» TEXT SHOWN:
4. Forensic evidence: plural property relations in German case law

The discussion of isolated private land or the space in front of and between buildings are elements of a general theory of polyrational land policy (Davy 2012). The disadvantage of a general theory is, however, that it tends to neglect the expertise developed on the ground. Parliaments, courts, or planning departments are not places of theoretical deliberation, but of social practice. Policymakers, who are engaged in establishing effective, efficient, and fair land policies, do not care about the “theory” or a label; they care about results. From this perspective, the generality of property theories makes it difficult to prove these theories.

In my normative statement above, I claim that spatial planning and land policy employ private and common property relations. Moreover, I suggest that many property theories do not fully recognize that parliaments, courts, and planning departments rather cleverly combine private and common property relations. My suggestion implies a statement of fact: Practitioners in the field – intuitively – understand and apply polyrational property relations. As empirical evidence for this statement I am offering the property clauses of the German constitution and a number of property cases decided by the Bundesverfassungsgericht, the German constitutional court. Polyrational property relations are not a figment of theory. Property law often picks up different rationalities and different voices. The German constitution (1949; Grundgesetz – GG) clearly demonstrates that lawmakers are able to establish polyrational property relations. Articles 14 and 15 GG contain property clauses which accommodate plural rationalities:

Article 14 [Property – Inheritance – Expropriation]

(1) Property and the right of inheritance are guaranteed. Their content and limits are defined by the laws.

(2) Property entails obligations. Its use shall also serve the public good.

(3) Expropriation shall only be permissible for the public good. It may only be ordered by or pursuant to a law that determines the nature and extent of compensation. Such compensation shall be determined by establishing an equitable balance between the public interest and the interests of those affected. In case of dispute concerning the amount of compensation, recourse may be had to the ordinary courts.

Article 15 [Socialization]

Land, natural resources and means of production may for the purpose of socialization be transferred to common property (Gemeineigentum) or other forms of public enterprise by a law that determines the nature and extent of compensation. With respect to such compensation the third and fourth sentences of Article 14, para. 3, shall apply mutatis mutandis.

» DATA PROVIDED:
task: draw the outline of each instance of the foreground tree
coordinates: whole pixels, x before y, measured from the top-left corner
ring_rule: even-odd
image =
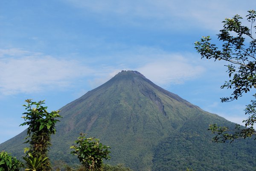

» WRITTEN EXERCISE A: In the text on plural property relations, repeat word for word the part from "Article 15 [Socialization]" up to and including "apply mutatis mutandis.".
» WRITTEN EXERCISE B: In the text on plural property relations, which articles of the German constitution contain property clauses that accommodate plural rationalities?

» TASK RESULT A:
Article 15 [Socialization]

Land, natural resources and means of production may for the purpose of socialization be transferred to common property (Gemeineigentum) or other forms of public enterprise by a law that determines the nature and extent of compensation. With respect to such compensation the third and fourth sentences of Article 14, para. 3, shall apply mutatis mutandis.

» TASK RESULT B: Articles 14 and 15.